═══ Document excerpt
Monday, January 21, 2008

Sound Off! What do YOU think?

I haven't posted on this topic, waiting for the now released FDA approval of the use of meat and milk from cloned animals safe for human consumption. Thanks to Celsias for the reference to this quote from Michael Pollan in the NY Times.
“I think the bigger concern with cloned animals is not personal health.
It’s what will it take to keep a herd of genetically identical
chickens, horses or pigs alive? Sex and variation is what keeps us from
getting wiped out by microbes. If everything is genetically identical,
one disease can come along and wipe out the entire group. You will need
so many antibiotics and so much sanitation to keep a herd of these
creatures going. The bigger concern should be antibiotic resistance.” —
NY Times
I can't think of any way to "prove" that these products are not indistinguishable from non-cloned versions of the food, but something about this just doesn't fill me with reassurance. We already have monoculture crops with little genetic diversity, is the rest of the food supply about to follow in search of the perfect docile, high yielding milk or beef cattle. And how long till someone is tinkering with those clones to improve upon them, yet they'll still be indistinguishable.

For a long time, I thought nothing of GM foods, since humans have been practicing genetic control and hybridization since the origin of agriculture. (check out the history of corn for example). However, the more I learn about how GM foods are being developed and the traits that are being engineered, I'm much less sanguine about consuming any produce that is on offer at the market.

What do you think?

2 comments:

Anonymous said...

Good for you for keeping up with your blog after starting work!!

I am torn about this issue - I think that we can make disease resisant strains of corn, etc or help poverty by making it easier to raise certain foods in arid zones....

I do get a bit more nervous, for some reason, when we start talking about livestock though....

Matt said...

From what I can tell, at least from the environmental/sustainable writers that I read, focus is less on making disease/heartier/healthier crops (supercarrots not withstanding) but rather making crops better able to stand up to heavy dosings of herbicides, insecticides, or making the plants themselves exude insecticides.

There have been some products, such as rices that are supposed to have improved nutritional value, and off hand, I can't recall what the issues are, but what I do recall is that there is a very low adoption rate.

if we're going to clone livestock, may as well just grow synthetic protien in a vat, market it as Profu and be done with the entire nasty business of breading and growing a complete organism.
══════
═══ Dataset entries
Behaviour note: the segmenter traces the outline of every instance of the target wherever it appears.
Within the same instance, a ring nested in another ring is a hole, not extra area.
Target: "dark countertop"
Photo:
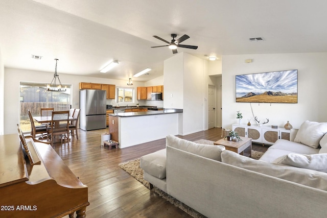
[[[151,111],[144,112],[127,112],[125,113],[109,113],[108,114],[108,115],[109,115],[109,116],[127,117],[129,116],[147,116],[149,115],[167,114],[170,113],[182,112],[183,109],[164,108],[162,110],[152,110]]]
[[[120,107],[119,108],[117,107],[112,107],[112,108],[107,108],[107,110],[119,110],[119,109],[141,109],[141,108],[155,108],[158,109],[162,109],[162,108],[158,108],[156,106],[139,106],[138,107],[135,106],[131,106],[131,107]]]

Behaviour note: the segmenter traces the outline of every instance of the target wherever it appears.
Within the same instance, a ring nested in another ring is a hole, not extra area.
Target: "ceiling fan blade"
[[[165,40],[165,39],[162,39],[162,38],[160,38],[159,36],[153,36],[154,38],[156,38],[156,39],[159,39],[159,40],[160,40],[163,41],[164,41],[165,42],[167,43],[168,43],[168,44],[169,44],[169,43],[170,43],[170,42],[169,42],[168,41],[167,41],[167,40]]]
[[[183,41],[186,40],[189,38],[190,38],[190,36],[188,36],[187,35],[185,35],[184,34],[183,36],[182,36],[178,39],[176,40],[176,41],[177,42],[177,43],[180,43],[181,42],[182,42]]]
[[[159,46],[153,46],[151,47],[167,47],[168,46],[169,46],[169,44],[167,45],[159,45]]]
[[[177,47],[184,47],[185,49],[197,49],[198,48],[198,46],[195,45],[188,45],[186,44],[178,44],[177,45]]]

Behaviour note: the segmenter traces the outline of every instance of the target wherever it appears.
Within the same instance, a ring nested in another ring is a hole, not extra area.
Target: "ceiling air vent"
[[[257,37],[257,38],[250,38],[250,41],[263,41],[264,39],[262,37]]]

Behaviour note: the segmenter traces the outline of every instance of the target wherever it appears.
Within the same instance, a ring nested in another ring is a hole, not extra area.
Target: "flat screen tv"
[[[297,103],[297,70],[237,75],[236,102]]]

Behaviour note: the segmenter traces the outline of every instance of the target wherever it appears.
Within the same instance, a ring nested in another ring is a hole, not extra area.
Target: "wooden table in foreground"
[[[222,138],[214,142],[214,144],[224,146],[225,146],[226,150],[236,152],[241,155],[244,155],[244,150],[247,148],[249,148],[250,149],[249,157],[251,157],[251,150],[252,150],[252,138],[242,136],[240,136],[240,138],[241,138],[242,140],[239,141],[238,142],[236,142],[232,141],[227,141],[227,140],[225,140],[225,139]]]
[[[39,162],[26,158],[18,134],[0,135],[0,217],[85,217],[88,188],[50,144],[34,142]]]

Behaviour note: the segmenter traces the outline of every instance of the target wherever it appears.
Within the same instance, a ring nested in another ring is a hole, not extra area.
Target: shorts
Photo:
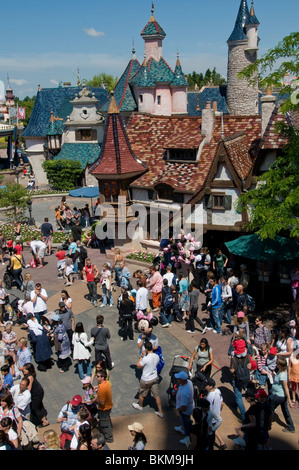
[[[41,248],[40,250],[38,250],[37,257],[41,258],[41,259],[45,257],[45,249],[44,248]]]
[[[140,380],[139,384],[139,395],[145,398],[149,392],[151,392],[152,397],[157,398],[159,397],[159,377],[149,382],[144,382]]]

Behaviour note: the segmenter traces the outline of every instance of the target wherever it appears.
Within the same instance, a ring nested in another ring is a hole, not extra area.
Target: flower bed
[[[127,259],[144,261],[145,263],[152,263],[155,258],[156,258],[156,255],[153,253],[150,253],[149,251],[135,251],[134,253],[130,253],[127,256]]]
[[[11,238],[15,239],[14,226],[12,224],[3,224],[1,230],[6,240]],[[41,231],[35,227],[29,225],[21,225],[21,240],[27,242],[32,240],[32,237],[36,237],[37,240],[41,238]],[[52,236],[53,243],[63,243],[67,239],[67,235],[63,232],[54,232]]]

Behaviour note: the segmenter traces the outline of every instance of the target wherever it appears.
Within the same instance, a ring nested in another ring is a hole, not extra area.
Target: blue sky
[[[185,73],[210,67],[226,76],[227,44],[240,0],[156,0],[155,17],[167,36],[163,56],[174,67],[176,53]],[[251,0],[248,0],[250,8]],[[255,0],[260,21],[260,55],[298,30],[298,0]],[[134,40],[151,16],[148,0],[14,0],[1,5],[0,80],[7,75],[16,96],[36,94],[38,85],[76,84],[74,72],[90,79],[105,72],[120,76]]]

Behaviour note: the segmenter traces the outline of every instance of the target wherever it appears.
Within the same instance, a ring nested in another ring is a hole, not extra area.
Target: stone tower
══════
Your task >>
Please repeat the blog post on cloned food, starting with "Anonymous said..." and going on through "in arid zones....", and substitute "dry regions" for "arid zones". The material has nothing to do with the blog post on cloned food.

Exercise answer >>
Anonymous said...

Good for you for keeping up with your blog after starting work!!

I am torn about this issue - I think that we can make disease resisant strains of corn, etc or help poverty by making it easier to raise certain foods in dry regions....